***** Data listing

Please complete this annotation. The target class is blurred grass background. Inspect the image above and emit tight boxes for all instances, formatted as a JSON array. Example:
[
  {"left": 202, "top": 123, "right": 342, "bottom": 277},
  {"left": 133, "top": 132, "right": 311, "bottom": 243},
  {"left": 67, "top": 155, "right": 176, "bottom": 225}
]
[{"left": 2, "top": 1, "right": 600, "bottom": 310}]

**********

**Instructions to follow**: Nothing may be omitted. Restate all of the entries exactly.

**Your response**:
Please complete this annotation. The target class is blurred grass background. Inspect the image above and emit tight boxes for all instances, formatted as a JSON array. Example:
[
  {"left": 202, "top": 123, "right": 342, "bottom": 277},
  {"left": 133, "top": 132, "right": 311, "bottom": 243},
  {"left": 67, "top": 155, "right": 176, "bottom": 225}
]
[{"left": 2, "top": 1, "right": 600, "bottom": 310}]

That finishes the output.